▶ Given problem: Update every one of the records below, changing each "a marker" to "a dot" and keeping everything else the same. Omit the pictures from what you write back.

▶ Task input:

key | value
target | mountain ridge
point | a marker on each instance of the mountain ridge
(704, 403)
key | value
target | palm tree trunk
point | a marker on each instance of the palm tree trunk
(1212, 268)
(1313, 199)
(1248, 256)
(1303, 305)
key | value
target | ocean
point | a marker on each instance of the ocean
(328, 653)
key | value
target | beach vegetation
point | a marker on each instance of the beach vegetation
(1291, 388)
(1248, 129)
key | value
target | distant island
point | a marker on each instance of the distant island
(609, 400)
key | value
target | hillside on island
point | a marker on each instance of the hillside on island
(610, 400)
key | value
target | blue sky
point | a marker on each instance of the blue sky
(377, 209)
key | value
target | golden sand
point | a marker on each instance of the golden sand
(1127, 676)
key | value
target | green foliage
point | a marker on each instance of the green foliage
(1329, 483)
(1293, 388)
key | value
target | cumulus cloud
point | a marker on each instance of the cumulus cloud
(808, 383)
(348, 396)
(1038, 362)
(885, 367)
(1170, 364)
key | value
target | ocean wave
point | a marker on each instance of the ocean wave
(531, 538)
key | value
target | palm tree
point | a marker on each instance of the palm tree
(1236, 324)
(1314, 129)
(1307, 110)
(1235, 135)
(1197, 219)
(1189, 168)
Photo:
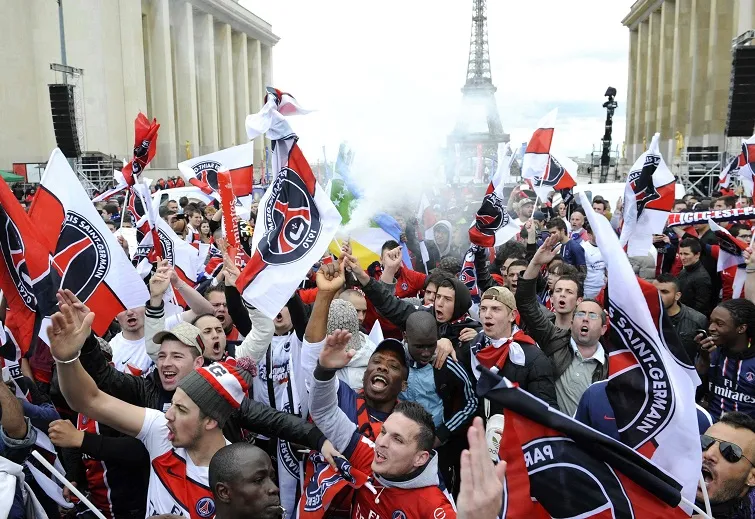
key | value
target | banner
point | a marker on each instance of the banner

▶ Task response:
key | value
target | mountain ridge
point | a dot on each instance of the mountain ridge
(704, 403)
key | value
target | palm tree trunk
point | a dot on each instance of the palm tree trunk
(1212, 268)
(1313, 199)
(1248, 256)
(1303, 305)
key | value
target | ocean
point | a dot on each instance of the ocean
(328, 653)
key | value
target | beach vegetation
point | a dot on each instance of the beach vegetation
(1291, 388)
(1248, 129)
key | value
target | distant island
point | a dot on each instance of the distant island
(609, 400)
key | value
target | hillside on island
point | a dot on each instance of the hillside on island
(610, 400)
key | value
target | blue sky
point | a dot on each instance of the blue sky
(377, 209)
key | value
target | golden sand
point | a dot on each instance of the golden sand
(1127, 676)
key | value
target | green foliage
point | a dot on each instance of the green foliage
(1329, 483)
(1293, 388)
key | value
target | cumulus cloud
point | a dot on each instance of the cumulus cloud
(808, 383)
(348, 396)
(1038, 362)
(885, 367)
(1170, 364)
key | value
target | ocean wave
point | a dot on each instance of the ocean wave
(531, 538)
key | value
target | palm tree
point | a dot on each instance of the palm tree
(1236, 324)
(1314, 129)
(1307, 110)
(1235, 135)
(1197, 219)
(1189, 168)
Photo:
key | value
target | banner
point | a dot on each instance of the banner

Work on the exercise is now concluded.